Page:
------------------------------------------------

Audio Transcript:
Welcome to Missions On Point, the Propempo perspective on church and missions. Hello, thanks for listening to episode 84 of Missions On Point. We're beginning a short four-part series on sending missionaries from your church. This series will be an overview of the process of sending missionaries from your church, all the way from identifying candidates through ministry training and qualification to direction and guidance, and finally, partnership and shepherding with them on the field. We've touched on this on other episodes. Episode number five dealt with the big overview of the local church's role in missions, which is very significant for you to understand. Go back to episode number five and listen to it. Episode 56 was a one part issue of help, we have a missionary candidate, now what do we do? There is a short six part series on episodes 63 to 68 called The Vision of Ascending Church, and it goes into some more detail.

------------------------------------------------

Directive 1:
Count the lines in the entries that contain the string "shop", treating uppercase and lowercase as different, and give only the number.
The podcast transcript and the entries were taken from unrelated sources.

Data supplied:

------------------------------------------------

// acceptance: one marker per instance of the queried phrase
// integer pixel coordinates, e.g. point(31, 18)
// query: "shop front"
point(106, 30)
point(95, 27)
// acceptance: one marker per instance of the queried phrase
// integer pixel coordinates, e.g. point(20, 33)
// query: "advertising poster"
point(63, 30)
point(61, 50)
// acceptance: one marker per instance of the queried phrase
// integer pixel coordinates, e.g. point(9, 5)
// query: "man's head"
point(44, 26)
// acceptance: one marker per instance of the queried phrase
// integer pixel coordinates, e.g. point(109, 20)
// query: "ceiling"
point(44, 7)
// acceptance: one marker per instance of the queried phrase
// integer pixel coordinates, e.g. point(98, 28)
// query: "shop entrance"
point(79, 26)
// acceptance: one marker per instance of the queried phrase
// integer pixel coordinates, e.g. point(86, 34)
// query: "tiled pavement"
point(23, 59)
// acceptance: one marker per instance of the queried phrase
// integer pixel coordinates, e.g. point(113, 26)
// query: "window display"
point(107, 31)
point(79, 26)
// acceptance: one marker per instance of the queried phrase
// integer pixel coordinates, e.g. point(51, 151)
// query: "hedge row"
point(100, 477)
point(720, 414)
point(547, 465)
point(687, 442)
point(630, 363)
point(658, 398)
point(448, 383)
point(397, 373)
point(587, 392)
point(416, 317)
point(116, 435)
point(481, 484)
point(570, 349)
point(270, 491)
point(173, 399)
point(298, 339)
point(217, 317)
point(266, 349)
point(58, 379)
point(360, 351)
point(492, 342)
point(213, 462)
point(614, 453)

------------------------------------------------

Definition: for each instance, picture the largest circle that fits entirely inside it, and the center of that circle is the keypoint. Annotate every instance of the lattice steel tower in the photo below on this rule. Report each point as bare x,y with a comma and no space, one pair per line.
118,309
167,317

------------------------------------------------

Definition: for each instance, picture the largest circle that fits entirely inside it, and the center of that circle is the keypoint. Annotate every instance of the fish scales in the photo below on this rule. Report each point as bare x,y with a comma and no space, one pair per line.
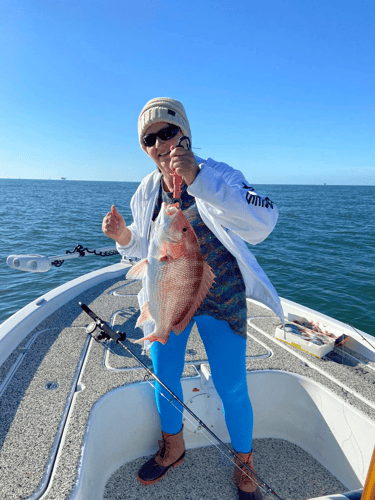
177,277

------------------------------------------------

Directive 2:
List the stages of sending missionaries that the new series will cover, according to the overview in the podcast transcript.

Response 1:
2

Response 2:
- Identifying candidates
- Ministry training and qualification
- Direction and guidance
- Partnership and shepherding on the field